Collection entries:
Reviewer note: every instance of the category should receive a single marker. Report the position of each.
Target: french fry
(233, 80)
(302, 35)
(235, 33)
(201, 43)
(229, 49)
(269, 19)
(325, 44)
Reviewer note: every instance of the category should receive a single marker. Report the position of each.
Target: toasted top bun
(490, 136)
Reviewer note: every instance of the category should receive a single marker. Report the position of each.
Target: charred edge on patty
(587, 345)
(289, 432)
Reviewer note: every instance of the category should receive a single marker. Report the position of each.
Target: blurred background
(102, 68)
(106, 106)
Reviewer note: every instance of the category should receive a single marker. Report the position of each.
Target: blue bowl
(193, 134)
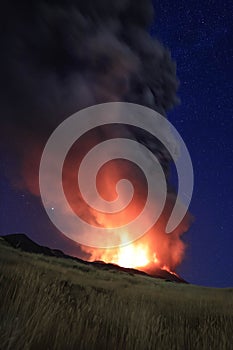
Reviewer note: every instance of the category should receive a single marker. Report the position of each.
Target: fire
(132, 255)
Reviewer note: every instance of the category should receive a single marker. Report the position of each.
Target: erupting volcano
(86, 54)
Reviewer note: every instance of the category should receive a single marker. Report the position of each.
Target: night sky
(200, 37)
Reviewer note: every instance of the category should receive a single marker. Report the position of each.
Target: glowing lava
(132, 255)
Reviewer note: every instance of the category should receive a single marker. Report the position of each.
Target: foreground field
(50, 303)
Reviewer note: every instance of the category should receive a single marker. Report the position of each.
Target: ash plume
(61, 56)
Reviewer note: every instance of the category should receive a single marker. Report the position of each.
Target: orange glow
(132, 255)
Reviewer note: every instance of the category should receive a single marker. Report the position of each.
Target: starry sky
(200, 37)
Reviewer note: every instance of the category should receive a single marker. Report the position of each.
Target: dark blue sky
(200, 37)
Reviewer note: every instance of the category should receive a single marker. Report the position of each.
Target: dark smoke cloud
(59, 56)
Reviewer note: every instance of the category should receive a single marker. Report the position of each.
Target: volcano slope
(57, 303)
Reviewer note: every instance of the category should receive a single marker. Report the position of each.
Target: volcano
(24, 243)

Exercise objective: Images in the records should not be copied. Repeat all the rest exactly.

Answer in full:
Reviewer note: every instance of the category should receive a single marker. Report the position of each.
Target: french fry
(233, 80)
(302, 35)
(235, 33)
(201, 43)
(229, 49)
(269, 19)
(325, 44)
Reviewer note: every instance of the category should receive a single marker. Report the position of each.
Target: toasted top bun
(490, 136)
Reviewer note: every instance of the category should receive a single marker. Report the position of each.
Target: charred edge on patty
(587, 345)
(289, 432)
Reviewer note: every instance of the category should receive a single marker. Report the position of each.
Target: blurred background
(102, 68)
(106, 106)
Reviewer note: every instance of the category should receive a single marker. Report the position of each.
Target: blue bowl
(193, 134)
Reviewer note: every instance of the category should receive a single marker. Report the position of each.
Target: fire
(132, 255)
Reviewer note: every instance of the category should receive a single marker. Report the position of each.
Target: erupting volcano
(86, 54)
Reviewer note: every instance of the category should receive a single marker. Report the position of each.
Target: night sky
(200, 37)
Reviewer note: every instance of the category should receive a single marker. Report the position of each.
Target: glowing lava
(132, 255)
Reviewer note: every instance of the category should receive a single marker. Report the position of each.
Target: foreground field
(50, 303)
Reviewer note: every instance of the category should receive a single marker. Report the position of each.
Target: ash plume
(61, 56)
Reviewer note: every instance of the category should receive a single marker. Report the position of each.
Target: orange glow
(132, 255)
Reviewer note: every instance of the category should receive a single marker. Report the position of each.
Target: starry sky
(200, 37)
Reviewer note: every instance of the category should receive a single marker. Report the position of each.
Target: dark blue sky
(200, 37)
Reviewer note: every instance of the category should receive a single marker. Report the position of each.
Target: dark smoke cloud
(59, 56)
Reviewer note: every instance of the category should receive a single marker. Report the position of each.
Target: volcano slope
(57, 303)
Reviewer note: every instance of the category should receive a single marker. Report the position of each.
Target: volcano
(24, 243)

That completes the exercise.